Skip to content

v0.9 sub-issue #6: Stage 5 Guard (withdrawal / lifecycle / expiry watchers + clean teardown + audit emitter) #125

@devin-ai-integration

Description

@devin-ai-integration

v0.9 Sub-issue #6 — Stage 5 Guard

Part of v0.9 epic.

Implements v0.7 §4.3 + §5 + §6 + v0.8 Part B Stage 5 (Guard): the
withdrawal watcher, lifecycle watcher, expiry watcher, audit emitter
and clean teardown. After this sub-issue merges, lifectl run is
fully functional except for the integration tests + echo Provider +
docs (sub-issue 7).

Spec ref

  • docs/LIFE_RUNTIME_STANDARD.md §4.3 (withdrawal polling + revocation)
  • docs/LIFE_RUNTIME_STANDARD.md §5 (audit emission)
  • docs/LIFE_RUNTIME_STANDARD.md §6 (termination)
  • docs/LIFE_RUNTIME_STANDARD.md Part B §B.7 (withdrawal_poll,
    lifecycle_transition_observed)
  • docs/LIFE_LIFECYCLE_SPEC.md (lifecycle states)

Watchers

Each watcher runs as a daemon thread (or async task) started after
Stage 3's mount_succeeded event.

Withdrawal watcher (§4.3)

  • Polls life-package.withdrawal_endpoint at minimum every 24h.

A run of records:

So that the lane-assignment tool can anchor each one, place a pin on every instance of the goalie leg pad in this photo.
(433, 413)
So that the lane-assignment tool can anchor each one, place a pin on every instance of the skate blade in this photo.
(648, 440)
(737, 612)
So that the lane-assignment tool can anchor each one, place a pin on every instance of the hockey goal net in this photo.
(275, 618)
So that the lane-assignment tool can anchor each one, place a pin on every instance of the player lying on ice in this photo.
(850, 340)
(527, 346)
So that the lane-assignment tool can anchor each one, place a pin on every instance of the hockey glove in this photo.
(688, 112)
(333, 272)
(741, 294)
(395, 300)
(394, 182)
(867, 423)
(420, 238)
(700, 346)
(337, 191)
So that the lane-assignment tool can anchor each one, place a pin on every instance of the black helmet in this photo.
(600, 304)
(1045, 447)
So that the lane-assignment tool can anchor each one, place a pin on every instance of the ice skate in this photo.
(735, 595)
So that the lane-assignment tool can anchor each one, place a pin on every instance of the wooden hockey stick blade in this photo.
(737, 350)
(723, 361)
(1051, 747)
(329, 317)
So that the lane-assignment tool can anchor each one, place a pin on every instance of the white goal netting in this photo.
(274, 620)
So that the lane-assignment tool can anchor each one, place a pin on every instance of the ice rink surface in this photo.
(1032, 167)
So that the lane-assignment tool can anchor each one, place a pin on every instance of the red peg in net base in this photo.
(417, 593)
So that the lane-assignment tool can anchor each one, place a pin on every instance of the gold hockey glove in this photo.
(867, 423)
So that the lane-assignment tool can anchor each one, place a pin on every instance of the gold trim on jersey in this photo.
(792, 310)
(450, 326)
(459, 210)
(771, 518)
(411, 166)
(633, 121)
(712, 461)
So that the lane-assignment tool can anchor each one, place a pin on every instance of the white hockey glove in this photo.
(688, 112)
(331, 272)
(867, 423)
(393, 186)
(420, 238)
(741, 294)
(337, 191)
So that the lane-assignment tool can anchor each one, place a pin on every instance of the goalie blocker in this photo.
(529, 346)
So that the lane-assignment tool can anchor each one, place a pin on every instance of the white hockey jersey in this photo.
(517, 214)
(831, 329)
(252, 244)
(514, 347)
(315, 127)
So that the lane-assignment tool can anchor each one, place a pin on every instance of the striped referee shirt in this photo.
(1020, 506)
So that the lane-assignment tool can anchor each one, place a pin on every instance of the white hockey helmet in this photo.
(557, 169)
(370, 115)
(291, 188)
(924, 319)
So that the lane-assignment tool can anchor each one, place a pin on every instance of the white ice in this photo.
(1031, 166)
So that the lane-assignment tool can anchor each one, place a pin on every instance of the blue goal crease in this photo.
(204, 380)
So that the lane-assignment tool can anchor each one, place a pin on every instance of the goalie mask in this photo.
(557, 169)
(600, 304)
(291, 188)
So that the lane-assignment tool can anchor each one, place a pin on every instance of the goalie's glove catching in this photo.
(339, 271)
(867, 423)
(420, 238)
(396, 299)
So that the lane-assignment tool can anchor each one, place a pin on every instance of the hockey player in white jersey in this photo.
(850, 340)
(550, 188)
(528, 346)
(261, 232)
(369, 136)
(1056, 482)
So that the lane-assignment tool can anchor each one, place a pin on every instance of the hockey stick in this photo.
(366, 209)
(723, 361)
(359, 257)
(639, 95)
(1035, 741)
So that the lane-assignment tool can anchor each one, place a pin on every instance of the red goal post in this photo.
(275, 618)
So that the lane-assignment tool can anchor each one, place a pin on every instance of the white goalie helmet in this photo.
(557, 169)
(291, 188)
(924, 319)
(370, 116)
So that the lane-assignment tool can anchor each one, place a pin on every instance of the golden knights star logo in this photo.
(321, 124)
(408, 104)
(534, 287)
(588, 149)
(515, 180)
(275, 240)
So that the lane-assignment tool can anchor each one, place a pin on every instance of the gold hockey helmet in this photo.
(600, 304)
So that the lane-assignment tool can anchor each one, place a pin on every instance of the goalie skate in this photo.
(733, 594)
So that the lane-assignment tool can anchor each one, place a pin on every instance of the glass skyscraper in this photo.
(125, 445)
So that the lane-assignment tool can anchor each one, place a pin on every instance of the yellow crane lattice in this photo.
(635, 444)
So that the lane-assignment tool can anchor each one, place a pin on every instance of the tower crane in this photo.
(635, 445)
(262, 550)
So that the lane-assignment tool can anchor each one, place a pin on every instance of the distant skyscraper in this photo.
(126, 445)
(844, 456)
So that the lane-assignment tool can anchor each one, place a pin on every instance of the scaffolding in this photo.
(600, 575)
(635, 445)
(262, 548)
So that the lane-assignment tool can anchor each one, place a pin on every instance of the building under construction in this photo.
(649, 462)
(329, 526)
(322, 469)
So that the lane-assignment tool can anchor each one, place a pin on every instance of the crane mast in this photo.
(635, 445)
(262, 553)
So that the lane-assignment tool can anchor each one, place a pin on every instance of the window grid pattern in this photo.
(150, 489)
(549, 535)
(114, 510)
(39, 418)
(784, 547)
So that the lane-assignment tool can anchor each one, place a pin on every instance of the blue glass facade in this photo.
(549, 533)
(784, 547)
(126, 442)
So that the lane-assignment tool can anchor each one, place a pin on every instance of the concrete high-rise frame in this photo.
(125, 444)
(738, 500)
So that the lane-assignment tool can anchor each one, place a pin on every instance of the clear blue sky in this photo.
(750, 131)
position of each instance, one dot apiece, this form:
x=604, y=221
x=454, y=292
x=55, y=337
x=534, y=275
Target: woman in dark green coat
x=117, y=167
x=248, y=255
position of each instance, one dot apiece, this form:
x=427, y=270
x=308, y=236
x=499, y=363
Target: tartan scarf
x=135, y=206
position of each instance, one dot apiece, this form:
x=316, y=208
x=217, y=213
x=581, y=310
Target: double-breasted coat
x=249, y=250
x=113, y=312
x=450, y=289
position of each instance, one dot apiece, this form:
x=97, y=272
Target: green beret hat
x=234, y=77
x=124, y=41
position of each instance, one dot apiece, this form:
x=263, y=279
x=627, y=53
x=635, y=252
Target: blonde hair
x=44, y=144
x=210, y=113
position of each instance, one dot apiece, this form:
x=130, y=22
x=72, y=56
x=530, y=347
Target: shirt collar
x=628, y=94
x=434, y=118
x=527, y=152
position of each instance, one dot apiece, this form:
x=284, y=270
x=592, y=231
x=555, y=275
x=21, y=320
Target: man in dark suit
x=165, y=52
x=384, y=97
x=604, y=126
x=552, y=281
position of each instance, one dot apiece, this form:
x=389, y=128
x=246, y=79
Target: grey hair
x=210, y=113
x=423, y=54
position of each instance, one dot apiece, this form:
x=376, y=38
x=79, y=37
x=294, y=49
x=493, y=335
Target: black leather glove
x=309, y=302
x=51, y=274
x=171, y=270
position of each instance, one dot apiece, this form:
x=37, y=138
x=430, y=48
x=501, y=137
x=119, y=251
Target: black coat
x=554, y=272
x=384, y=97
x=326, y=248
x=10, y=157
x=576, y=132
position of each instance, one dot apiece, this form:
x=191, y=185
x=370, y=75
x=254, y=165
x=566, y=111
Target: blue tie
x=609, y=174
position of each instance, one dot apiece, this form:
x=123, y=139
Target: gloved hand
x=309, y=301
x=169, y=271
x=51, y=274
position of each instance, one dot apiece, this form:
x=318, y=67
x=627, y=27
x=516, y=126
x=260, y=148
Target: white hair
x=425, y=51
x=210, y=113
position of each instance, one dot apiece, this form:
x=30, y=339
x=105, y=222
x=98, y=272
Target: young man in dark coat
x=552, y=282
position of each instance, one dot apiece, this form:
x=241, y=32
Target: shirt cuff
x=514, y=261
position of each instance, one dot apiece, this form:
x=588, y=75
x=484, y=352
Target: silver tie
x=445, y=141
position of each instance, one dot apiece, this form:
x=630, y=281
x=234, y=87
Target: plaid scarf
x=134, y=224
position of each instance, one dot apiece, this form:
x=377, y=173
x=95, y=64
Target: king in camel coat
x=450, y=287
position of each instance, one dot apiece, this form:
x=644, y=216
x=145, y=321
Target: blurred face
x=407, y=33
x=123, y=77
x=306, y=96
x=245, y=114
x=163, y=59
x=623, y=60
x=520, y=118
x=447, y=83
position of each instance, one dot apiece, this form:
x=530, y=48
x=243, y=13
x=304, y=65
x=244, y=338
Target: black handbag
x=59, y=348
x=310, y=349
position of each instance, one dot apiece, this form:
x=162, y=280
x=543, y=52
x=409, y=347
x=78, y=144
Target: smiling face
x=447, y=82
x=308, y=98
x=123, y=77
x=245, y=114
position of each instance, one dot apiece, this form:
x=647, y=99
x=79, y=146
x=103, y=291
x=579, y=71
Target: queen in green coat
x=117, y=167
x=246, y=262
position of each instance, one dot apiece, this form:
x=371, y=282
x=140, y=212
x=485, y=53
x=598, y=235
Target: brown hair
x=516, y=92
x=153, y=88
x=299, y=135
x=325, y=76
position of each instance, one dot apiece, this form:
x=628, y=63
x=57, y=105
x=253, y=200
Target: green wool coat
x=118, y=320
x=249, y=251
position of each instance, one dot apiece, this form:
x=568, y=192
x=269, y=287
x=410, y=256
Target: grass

● **Task to carry out**: Reproduce the Stage 5 Guard issue above word for word, starting with "Part of v0.9" and going on through "docs/LIFE_RUNTIME_STANDARD.md §5 (audit emission)".

● **Completed exercise**:
Part of v0.9 epic.

Implements v0.7 §4.3 + §5 + §6 + v0.8 Part B Stage 5 (Guard): the
withdrawal watcher, lifecycle watcher, expiry watcher, audit emitter
and clean teardown. After this sub-issue merges, lifectl run is
fully functional except for the integration tests + echo Provider +
docs (sub-issue 7).

Spec ref

  • docs/LIFE_RUNTIME_STANDARD.md §4.3 (withdrawal polling + revocation)
  • docs/LIFE_RUNTIME_STANDARD.md §5 (audit emission)